TASK GOAL:
Only a number is wanted: how many lines in the records below contain "floating"?

Natural language region descriptions:
»»

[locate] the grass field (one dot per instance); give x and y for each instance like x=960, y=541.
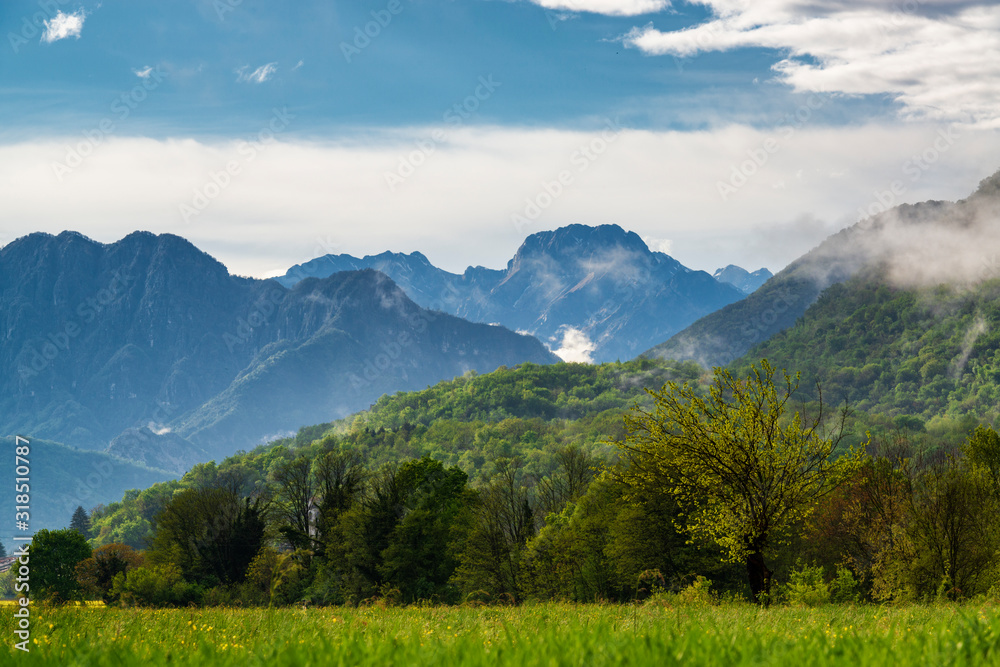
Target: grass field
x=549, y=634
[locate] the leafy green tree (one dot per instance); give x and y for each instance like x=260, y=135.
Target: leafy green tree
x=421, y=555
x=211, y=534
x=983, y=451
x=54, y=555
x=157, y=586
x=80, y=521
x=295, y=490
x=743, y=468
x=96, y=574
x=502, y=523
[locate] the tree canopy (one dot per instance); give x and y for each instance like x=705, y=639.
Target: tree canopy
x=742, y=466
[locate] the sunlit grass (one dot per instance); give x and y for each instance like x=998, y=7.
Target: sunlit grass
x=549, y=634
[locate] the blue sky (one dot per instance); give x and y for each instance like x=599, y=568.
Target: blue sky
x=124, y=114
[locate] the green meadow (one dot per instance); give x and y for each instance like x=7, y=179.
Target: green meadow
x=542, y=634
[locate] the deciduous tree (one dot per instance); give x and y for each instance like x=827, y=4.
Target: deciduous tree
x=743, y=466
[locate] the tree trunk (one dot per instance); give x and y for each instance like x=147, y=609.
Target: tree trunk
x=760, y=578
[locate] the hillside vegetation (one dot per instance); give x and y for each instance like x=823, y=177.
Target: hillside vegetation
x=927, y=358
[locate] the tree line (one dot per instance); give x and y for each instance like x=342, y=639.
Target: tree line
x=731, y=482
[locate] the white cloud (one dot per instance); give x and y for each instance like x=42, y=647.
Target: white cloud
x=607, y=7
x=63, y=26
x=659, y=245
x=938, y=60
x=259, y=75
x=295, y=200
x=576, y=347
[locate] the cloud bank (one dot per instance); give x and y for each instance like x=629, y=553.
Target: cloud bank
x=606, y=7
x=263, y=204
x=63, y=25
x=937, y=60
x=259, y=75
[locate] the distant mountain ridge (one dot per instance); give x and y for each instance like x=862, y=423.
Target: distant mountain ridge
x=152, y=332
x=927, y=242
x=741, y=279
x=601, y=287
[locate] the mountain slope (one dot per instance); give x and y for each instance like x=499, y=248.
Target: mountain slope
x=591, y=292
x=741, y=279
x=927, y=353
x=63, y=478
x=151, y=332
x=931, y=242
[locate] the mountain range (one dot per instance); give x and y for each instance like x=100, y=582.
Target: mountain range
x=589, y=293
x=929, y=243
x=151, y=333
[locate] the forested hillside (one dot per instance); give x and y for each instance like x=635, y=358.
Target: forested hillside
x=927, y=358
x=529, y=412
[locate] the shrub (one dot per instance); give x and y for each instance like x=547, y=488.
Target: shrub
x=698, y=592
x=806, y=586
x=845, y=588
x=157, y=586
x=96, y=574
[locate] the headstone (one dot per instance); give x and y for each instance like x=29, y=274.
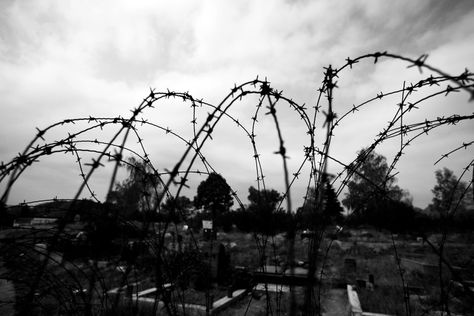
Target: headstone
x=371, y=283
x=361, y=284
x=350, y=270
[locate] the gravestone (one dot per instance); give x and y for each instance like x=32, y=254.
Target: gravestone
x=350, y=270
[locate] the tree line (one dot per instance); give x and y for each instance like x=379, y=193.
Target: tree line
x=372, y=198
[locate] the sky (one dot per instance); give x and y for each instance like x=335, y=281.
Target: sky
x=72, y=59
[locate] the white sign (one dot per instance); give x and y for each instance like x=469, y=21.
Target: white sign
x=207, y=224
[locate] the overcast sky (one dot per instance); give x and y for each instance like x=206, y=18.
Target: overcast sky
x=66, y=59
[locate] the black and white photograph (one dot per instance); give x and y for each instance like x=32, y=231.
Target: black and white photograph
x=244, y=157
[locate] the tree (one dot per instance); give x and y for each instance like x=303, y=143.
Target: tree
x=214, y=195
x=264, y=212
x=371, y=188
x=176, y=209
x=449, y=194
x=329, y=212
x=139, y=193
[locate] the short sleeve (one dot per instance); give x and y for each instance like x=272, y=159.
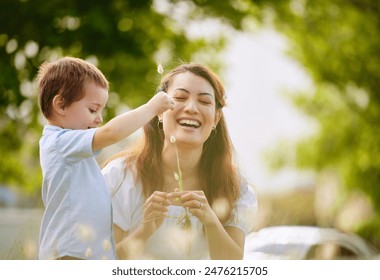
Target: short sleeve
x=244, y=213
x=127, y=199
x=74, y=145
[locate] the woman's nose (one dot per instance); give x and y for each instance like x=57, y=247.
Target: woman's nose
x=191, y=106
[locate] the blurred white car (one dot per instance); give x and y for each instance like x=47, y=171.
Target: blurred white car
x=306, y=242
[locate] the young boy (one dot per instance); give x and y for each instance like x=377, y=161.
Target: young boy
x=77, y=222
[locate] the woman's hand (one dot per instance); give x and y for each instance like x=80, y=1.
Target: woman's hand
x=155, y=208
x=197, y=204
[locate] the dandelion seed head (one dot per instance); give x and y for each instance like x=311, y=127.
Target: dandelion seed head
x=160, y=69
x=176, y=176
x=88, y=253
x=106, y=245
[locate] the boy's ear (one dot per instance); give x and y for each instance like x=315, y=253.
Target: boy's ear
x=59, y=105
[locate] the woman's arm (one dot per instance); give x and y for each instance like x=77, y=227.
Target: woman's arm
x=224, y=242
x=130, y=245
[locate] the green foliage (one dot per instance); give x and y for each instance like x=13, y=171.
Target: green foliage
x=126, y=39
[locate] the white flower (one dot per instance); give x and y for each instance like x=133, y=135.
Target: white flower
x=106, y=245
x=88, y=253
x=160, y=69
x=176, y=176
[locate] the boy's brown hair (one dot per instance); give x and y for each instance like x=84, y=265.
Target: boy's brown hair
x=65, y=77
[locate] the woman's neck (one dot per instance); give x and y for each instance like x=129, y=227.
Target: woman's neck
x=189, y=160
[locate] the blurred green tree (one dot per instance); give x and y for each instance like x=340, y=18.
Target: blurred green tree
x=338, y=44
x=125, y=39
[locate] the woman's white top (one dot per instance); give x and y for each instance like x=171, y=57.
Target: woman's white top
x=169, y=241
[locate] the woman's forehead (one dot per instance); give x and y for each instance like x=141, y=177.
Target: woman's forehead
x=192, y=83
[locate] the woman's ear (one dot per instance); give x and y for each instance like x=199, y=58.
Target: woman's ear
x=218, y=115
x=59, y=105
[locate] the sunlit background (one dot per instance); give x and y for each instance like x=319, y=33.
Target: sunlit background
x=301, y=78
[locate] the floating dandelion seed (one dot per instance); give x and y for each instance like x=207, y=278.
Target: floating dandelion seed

««

RESULT FOR THIS EXERCISE:
2